» **SUPPLIED TEXT**:
SRGSSR / pillarbox-documentation

Technical cross-platform documentation for Pillarbox
https://srgssr.github.io/pillarbox-documentation
MIT License
3 stars 0 forks source link

LSVS stream validation #69

Closed defagos closed 4 months ago

defagos commented 5 months ago

As a member of the stream team, I want the player team to validate the new LSVS streams so that we can go live.

Acceptance criteria

Tasks

defagos commented 4 months ago

The streams can be tested on MMF under the stream-team-dev section:

and

defagos commented 4 months ago

Early feedbacks:

samderdritte commented 4 months ago

Thanks @defagos for the early feedback.

» **TASK STATEMENT**: Update the issue thread between "LSVS stream validation" and "can go live.", inclusive, replacing "player team" with "QA team". Base your work only on the issue thread above.

» **MATERIAL PROVIDED**:

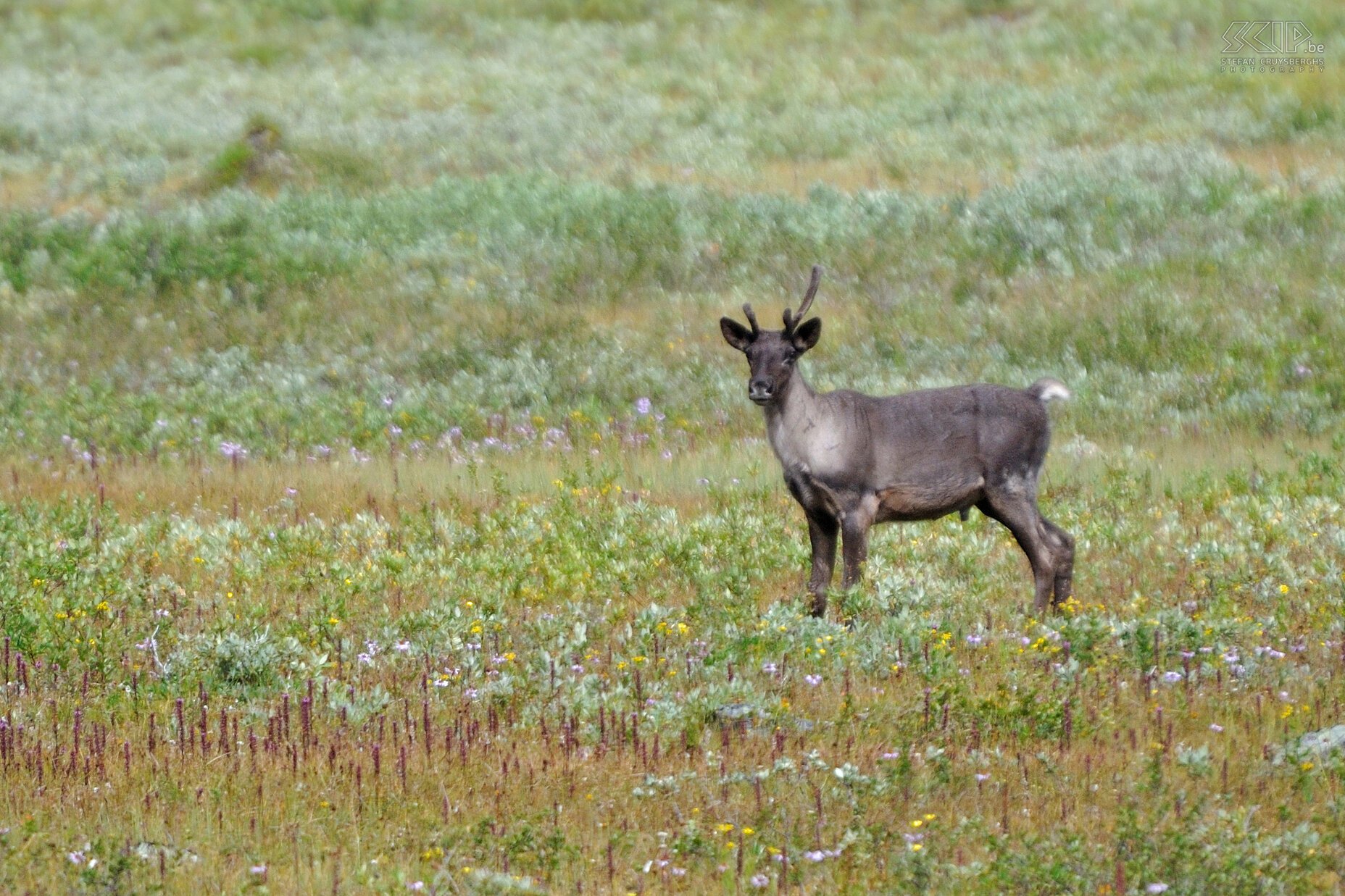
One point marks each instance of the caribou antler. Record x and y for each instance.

» **PROBLEM SOLUTION**:
LSVS stream validation #69

Closed defagos closed 4 months ago

defagos commented 5 months ago

As a member of the stream team, I want the QA team to validate the new LSVS streams so that we can go live.